WHAT YOU WILL DO: Pull every line from the data entries below and reproduce each one unchanged.

[Data entries]
============================================================
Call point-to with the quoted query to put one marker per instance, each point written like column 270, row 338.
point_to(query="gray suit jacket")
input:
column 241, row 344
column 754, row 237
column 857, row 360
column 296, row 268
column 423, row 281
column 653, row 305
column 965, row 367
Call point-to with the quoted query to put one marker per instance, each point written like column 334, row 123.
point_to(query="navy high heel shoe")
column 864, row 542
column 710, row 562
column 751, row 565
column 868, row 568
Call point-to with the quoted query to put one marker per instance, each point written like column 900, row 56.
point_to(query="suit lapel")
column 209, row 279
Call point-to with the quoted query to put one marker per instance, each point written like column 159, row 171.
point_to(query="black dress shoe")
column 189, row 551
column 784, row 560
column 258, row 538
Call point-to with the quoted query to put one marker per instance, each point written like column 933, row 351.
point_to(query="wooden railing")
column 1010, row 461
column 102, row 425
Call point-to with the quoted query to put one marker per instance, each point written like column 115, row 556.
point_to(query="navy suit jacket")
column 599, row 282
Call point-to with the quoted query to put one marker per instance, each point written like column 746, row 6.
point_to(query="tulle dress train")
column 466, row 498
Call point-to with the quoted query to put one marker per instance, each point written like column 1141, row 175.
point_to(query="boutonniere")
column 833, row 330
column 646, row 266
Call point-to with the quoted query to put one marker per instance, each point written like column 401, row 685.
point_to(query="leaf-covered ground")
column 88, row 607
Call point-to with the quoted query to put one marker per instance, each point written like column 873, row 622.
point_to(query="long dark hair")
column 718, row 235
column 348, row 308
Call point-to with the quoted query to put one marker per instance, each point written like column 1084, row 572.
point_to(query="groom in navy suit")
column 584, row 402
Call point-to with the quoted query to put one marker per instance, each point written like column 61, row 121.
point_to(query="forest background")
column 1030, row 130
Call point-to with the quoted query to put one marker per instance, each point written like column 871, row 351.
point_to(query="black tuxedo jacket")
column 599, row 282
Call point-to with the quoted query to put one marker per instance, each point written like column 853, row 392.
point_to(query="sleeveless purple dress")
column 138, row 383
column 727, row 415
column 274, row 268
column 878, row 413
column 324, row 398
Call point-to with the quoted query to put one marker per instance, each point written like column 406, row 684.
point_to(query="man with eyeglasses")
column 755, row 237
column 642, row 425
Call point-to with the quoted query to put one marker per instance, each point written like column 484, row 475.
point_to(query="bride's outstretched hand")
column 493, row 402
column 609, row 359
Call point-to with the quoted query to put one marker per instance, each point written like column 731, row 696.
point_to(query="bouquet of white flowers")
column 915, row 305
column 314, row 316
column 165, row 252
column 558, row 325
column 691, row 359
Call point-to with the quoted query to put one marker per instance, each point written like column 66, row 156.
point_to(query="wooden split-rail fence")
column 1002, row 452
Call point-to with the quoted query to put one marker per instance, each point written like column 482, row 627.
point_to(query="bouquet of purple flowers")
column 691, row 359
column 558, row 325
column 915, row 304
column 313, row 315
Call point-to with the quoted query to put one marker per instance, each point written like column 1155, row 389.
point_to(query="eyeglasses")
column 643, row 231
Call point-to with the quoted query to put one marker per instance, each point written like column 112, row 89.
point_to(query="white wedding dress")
============================================================
SOLUTION TO THIS TASK:
Call point-to with the quoted query to put one marker per instance, each point written like column 270, row 338.
point_to(query="gray suit jacket")
input:
column 241, row 344
column 754, row 237
column 857, row 360
column 296, row 268
column 423, row 281
column 653, row 305
column 965, row 367
Call point-to with the quoted query to put one marker per instance, each point written like column 334, row 123.
point_to(query="navy high heel shoe")
column 864, row 542
column 710, row 562
column 751, row 565
column 868, row 568
Call point-to with the quoted query to put one marker per instance, each point written like column 900, row 56.
point_to(query="suit lapel")
column 209, row 279
Call point-to with the quoted query to put one marker per instance, each point written like column 159, row 171.
point_to(query="black dress shoe")
column 189, row 551
column 784, row 560
column 258, row 538
Call point-to with the quoted query to put one marker per instance, each point written like column 933, row 351.
point_to(query="wooden railing")
column 1010, row 461
column 102, row 425
Call point-to with the quoted query to put one marker per instance, each point written like column 115, row 556.
point_to(query="navy suit jacket")
column 599, row 282
Call point-to with the quoted query to put one marker per instance, each point written like column 746, row 6.
point_to(query="tulle dress train")
column 466, row 498
Call point-to with the quoted query to put one marker per instance, each point written like column 1141, row 175.
point_to(query="boutonniere")
column 833, row 330
column 646, row 266
Call point-to with the quoted query to put one marker per instance, each point written like column 401, row 685.
point_to(query="leaf-covered ground")
column 88, row 607
Call point-to with the quoted query to put one marker per instance, each point written like column 873, row 622.
point_to(query="long dark hair")
column 718, row 235
column 348, row 308
Call point-to with the quoted query to put one marker per instance, each point written like column 1084, row 572.
point_to(query="groom in navy suit")
column 584, row 402
Call point-to with the quoted query to put one marker per instance, each point written like column 61, row 121.
point_to(query="forest background")
column 1030, row 130
Call point-to with the quoted query to put one marker per instance, each point written like column 871, row 351.
point_to(query="black tuxedo jacket")
column 599, row 282
Call point-to with the quoted query to put one marker per instance, each point written like column 853, row 392.
point_to(query="sleeveless purple dress")
column 138, row 383
column 727, row 415
column 274, row 268
column 878, row 413
column 324, row 398
Call point-to with the quoted query to put one marker per instance, each point written like column 406, row 684.
point_to(query="man with eyeglasses")
column 755, row 237
column 642, row 425
Call point-to with the quoted query to put one marker per instance, each point written like column 484, row 475.
point_to(query="bride's outstretched hand")
column 493, row 402
column 609, row 359
Call point-to with the quoted query to put one marker per instance, each point written like column 731, row 696.
point_to(query="bouquet of white flowers")
column 915, row 305
column 314, row 316
column 165, row 252
column 558, row 325
column 691, row 359
Call point-to with the quoted query to put one marker per instance, each point written like column 66, row 156.
point_to(query="wooden split-rail fence")
column 1002, row 452
Call point-to with the quoted query to put one marker per instance, each point written like column 482, row 627.
point_to(query="bouquet of purple flowers")
column 691, row 359
column 558, row 325
column 915, row 304
column 313, row 315
Call point-to with the quoted query to put one marker per instance, each point written like column 1155, row 389.
point_to(query="eyeglasses")
column 643, row 231
Call point-to with the quoted query to put one marker per instance, each point written like column 112, row 89.
point_to(query="white wedding dress")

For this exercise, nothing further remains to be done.